_Exercise 1_.
Do these statements agree with the patch discussion below? (a) The linker error reports an undefined reference to __atomic_test_and_set. (b) The patch changes three files. (c) The referenced PRs are ARM-specific, but the issue is general. For each, answer yes or no and quote the deciding words.
_Exercise 2_.
In the patch discussion, what does expand_atomic_test_and_set return when all attempts to generate atomic code through target support fail?
_Exercise 3_.
Reproduce the patch discussion from "Ok to commit?" up to and including "direct insn support.".

_Passage provided_.
The linker error is:
undefined reference to `__atomic_test_and_set'

Maybe we need a new variant of dg-require-thread-fence ?

Thanks,

Christophe


Ok to commit?
>
> -- >8 --
> Make __atomic_test_and_set consistent with other __atomic_ and __sync_
> builtins: call a matching library function instead of emitting
> non-atomic code when the target has no direct insn support.
>
> There's special-case code handling targetm.atomic_test_and_set_trueval
> != 1 trying a modified maybe_emit_sync_lock_test_and_set.  Previously,
> if that worked but its matching emit_store_flag_force returned NULL,
> we'd segfault later on.  Now that the caller handles NULL, gcc_assert
> here instead.
>
> While the referenced PR:s are ARM-specific, the issue is general.
>
>         PR target/107567
>         PR target/109166
>         * builtins.cc (expand_builtin) <case BUILT_IN_ATOMIC_TEST_AND_SET>:
>         Handle failure from expand_builtin_atomic_test_and_set.
>         * optabs.cc (expand_atomic_test_and_set): When all attempts fail to
>         generate atomic code through target support, return NULL
>         instead of emitting non-atomic code.  Also, for code handling
>         targetm.atomic_test_and_set_trueval != 1, gcc_assert result
>         from calling emit_store_flag_force instead of returning NULL.
> ---
>  gcc/builtins.cc |  5 ++++-
>  gcc/optabs.cc   | 22 +++++++---------------
>  2 files changed, 11 insertions(+), 16 deletions(-)
>
> diff --git a/gcc/builtins.cc b/gcc/builtins.cc
> index 6e4274bb2a4e..40dfd36a3197 100644
> --- a/gcc/builtins.cc
> +++ b/gcc/builtins.cc
> @@ -8387,7 +8387,10 @@ expand_builtin (tree exp, rtx target, rtx
> subtarget, machine_mode mode,
>        break;
>
>      case BUILT_IN_ATOMIC_TEST_AND_SET:
> -      return expand_builtin_atomic_test_and_set (exp, target);
> +      target = expand_builtin_atomic_test_and_set (exp, target);
> +      if (target)
> +       return target;
> +      break;
>
>      case BUILT_IN_ATOMIC_CLEAR:
>        return expand_builtin_atomic_clear (exp);
> diff --git a/gcc/optabs.cc b/gcc/optabs.cc
> index 8b96f23aec05..e1898da22808 100644
> --- a/gcc/optabs.cc
> +++ b/gcc/optabs.cc
> @@ -7080,25 +7080,17 @@ expand_atomic_test_and_set (rtx target, rtx mem,
> enum memmodel model)

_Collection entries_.
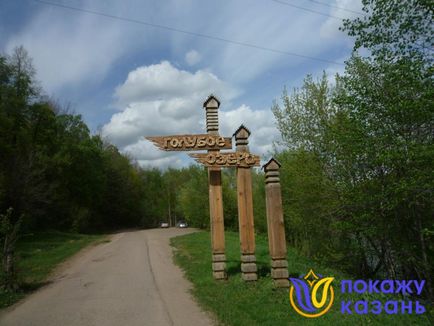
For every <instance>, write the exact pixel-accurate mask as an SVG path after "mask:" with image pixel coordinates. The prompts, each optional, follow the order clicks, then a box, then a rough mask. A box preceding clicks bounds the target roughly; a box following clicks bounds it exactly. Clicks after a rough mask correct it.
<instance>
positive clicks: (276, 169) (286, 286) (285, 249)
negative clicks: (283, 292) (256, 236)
mask: <svg viewBox="0 0 434 326" xmlns="http://www.w3.org/2000/svg"><path fill="white" fill-rule="evenodd" d="M279 169H280V163H279V162H278V161H277V160H275V159H274V158H271V159H270V160H269V161H268V163H266V164H265V165H264V171H265V196H266V207H267V226H268V245H269V248H270V256H271V277H272V278H273V279H274V283H275V285H276V286H278V287H288V286H289V281H288V262H287V260H286V239H285V225H284V221H283V209H282V192H281V187H280V178H279Z"/></svg>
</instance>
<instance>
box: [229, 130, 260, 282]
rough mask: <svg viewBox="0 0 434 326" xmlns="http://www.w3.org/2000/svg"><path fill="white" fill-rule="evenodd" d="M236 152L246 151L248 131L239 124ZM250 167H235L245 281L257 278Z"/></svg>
mask: <svg viewBox="0 0 434 326" xmlns="http://www.w3.org/2000/svg"><path fill="white" fill-rule="evenodd" d="M234 136H235V142H236V146H237V152H248V151H249V147H248V144H249V141H248V138H249V136H250V131H249V130H248V129H247V128H246V127H244V126H243V125H241V126H240V127H239V128H238V129H237V131H236V132H235V133H234ZM250 169H251V168H250V167H237V197H238V222H239V228H240V245H241V275H242V278H243V280H245V281H256V280H257V279H258V275H257V266H256V257H255V228H254V222H253V195H252V172H251V170H250Z"/></svg>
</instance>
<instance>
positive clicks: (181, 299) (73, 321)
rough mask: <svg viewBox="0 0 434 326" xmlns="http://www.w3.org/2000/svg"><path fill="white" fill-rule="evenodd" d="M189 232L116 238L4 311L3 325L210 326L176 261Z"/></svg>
mask: <svg viewBox="0 0 434 326" xmlns="http://www.w3.org/2000/svg"><path fill="white" fill-rule="evenodd" d="M188 232H191V230H187V229H175V228H171V229H154V230H144V231H133V232H124V233H119V234H116V235H114V236H113V237H112V239H111V242H109V243H104V244H100V245H97V246H95V247H93V248H91V249H88V250H85V251H84V252H83V253H80V254H78V255H77V256H75V257H74V258H72V259H71V260H70V261H68V262H67V263H66V264H65V266H64V267H63V268H61V271H60V273H58V274H57V275H56V277H55V278H54V281H53V283H51V284H50V285H48V286H46V287H44V288H42V289H40V290H39V291H37V292H36V293H34V294H32V295H31V296H29V297H28V298H27V299H26V300H24V301H23V302H21V303H19V304H17V305H15V306H13V307H11V308H9V309H7V310H6V311H3V312H2V313H1V315H0V325H26V326H28V325H29V326H30V325H35V326H39V325H41V326H42V325H44V326H51V325H53V326H58V325H59V326H60V325H62V326H69V325H83V326H87V325H98V326H99V325H101V326H106V325H107V326H110V325H113V326H114V325H116V326H118V325H126V326H130V325H132V326H133V325H152V326H160V325H162V326H163V325H185V326H196V325H212V321H211V319H210V318H209V315H208V314H205V313H204V312H202V311H201V310H200V308H199V307H198V305H197V304H196V303H195V302H194V301H193V299H192V298H191V296H190V294H189V293H188V289H189V287H190V284H189V283H188V282H187V281H186V280H185V279H184V278H183V276H182V272H181V270H180V269H179V268H178V267H177V266H175V265H174V264H173V262H172V250H171V248H170V246H169V238H170V237H173V236H176V235H181V234H186V233H188Z"/></svg>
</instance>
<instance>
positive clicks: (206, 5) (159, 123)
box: [0, 0, 361, 167]
mask: <svg viewBox="0 0 434 326" xmlns="http://www.w3.org/2000/svg"><path fill="white" fill-rule="evenodd" d="M50 2H51V3H54V4H60V5H64V6H68V7H73V8H77V9H79V10H72V9H67V8H62V7H59V6H53V5H50V4H49V3H50ZM360 8H361V5H360V0H254V1H253V0H232V1H229V0H220V1H208V0H205V1H199V0H172V1H166V0H162V1H143V0H123V1H120V0H117V1H115V0H88V1H85V0H82V1H79V0H47V2H45V1H42V2H39V1H35V0H20V1H16V0H2V1H1V2H0V51H1V52H2V53H10V52H11V51H12V50H13V48H14V47H16V46H19V45H23V46H24V47H25V48H26V49H27V50H28V52H29V54H30V56H31V57H32V58H33V63H34V65H35V67H36V69H37V79H38V80H39V82H40V83H41V86H42V87H43V88H44V90H45V92H46V93H47V95H50V96H52V97H53V98H55V99H57V100H58V101H59V102H60V103H62V104H64V105H66V104H69V105H70V106H71V107H72V108H73V109H74V110H75V112H76V113H80V114H81V115H82V116H83V118H84V120H85V121H86V123H87V124H88V125H89V126H90V128H91V129H92V131H93V132H96V131H97V130H99V132H101V133H102V134H103V136H104V137H106V138H107V139H108V140H109V141H111V142H112V143H114V144H116V145H117V146H118V147H119V148H120V149H121V150H122V151H124V152H126V153H129V155H131V157H133V158H134V159H136V160H137V161H138V162H139V163H140V164H141V165H143V166H160V167H166V166H175V167H179V166H183V165H186V164H189V163H191V162H192V161H191V160H190V159H188V158H187V155H186V154H180V153H175V154H173V153H161V152H158V151H157V150H155V149H154V148H153V147H152V145H151V144H150V143H149V142H147V141H146V140H144V139H143V136H153V135H165V134H166V135H167V134H182V133H201V132H204V131H205V130H204V112H203V109H202V108H201V106H202V103H203V101H204V99H205V98H206V96H207V95H209V94H210V93H214V94H216V95H217V97H218V98H219V99H220V100H221V111H220V125H221V134H222V135H224V136H230V135H232V133H233V131H235V129H237V127H238V126H239V125H240V124H241V123H244V124H245V125H246V126H247V127H248V128H249V129H251V131H252V136H251V151H252V152H255V153H256V154H259V155H261V156H263V157H264V158H266V157H267V155H269V152H270V151H271V149H272V146H271V145H272V142H273V141H276V140H278V137H279V135H278V131H277V130H276V128H275V122H274V118H273V115H272V113H271V110H270V108H271V105H272V102H273V100H274V99H279V98H280V95H281V93H282V89H283V87H284V86H285V85H286V87H287V88H288V89H292V88H294V87H299V86H301V84H302V80H303V78H304V77H305V76H306V75H307V74H312V75H314V76H320V75H321V74H322V71H325V72H326V73H327V74H328V75H330V76H333V74H335V73H336V72H342V71H343V66H342V65H339V64H334V63H332V62H337V63H343V62H344V61H345V60H346V59H347V58H348V57H349V55H350V53H351V49H352V46H353V40H352V39H351V38H349V37H348V36H347V35H346V34H345V33H343V32H340V31H339V30H338V28H339V26H340V25H341V20H340V19H339V18H350V17H355V16H357V14H356V13H354V12H352V11H357V12H360V11H361V9H360ZM83 10H84V11H83ZM85 11H94V12H98V13H102V14H105V15H112V16H117V17H123V18H127V19H129V20H136V21H140V22H145V23H150V24H156V25H160V26H166V27H170V28H174V29H178V30H183V31H188V32H191V33H196V34H202V35H209V36H212V37H217V38H220V39H225V40H229V41H234V42H238V43H246V44H250V45H254V46H259V47H263V48H267V49H274V50H278V51H281V52H286V54H284V53H276V52H273V51H265V50H261V49H257V48H252V47H248V46H242V45H237V44H233V43H231V42H224V41H217V40H215V39H210V38H205V37H198V36H193V35H189V34H185V33H180V32H176V31H170V30H167V29H162V28H155V27H151V26H149V25H144V24H140V23H133V22H128V21H125V20H120V19H113V18H109V17H104V16H101V15H95V14H90V13H88V12H85ZM337 17H338V18H337ZM288 53H296V54H300V55H302V56H309V57H314V58H317V59H318V60H310V59H307V58H303V57H299V56H293V55H289V54H288ZM322 60H324V61H322Z"/></svg>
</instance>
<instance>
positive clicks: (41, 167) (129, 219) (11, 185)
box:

_Written reply 1_.
(a) Yes: "undefined reference to `__atomic_test_and_set'"
(b) No: "2 files changed, 11 insertions(+), 16 deletions(-)"
(c) Yes: "While the referenced PR:s are ARM-specific, the issue is general."

_Written reply 2_.
It returns NULL instead of emitting non-atomic code.

_Written reply 3_.
Ok to commit?
>
> -- >8 --
> Make __atomic_test_and_set consistent with other __atomic_ and __sync_
> builtins: call a matching library function instead of emitting
> non-atomic code when the target has no direct insn support.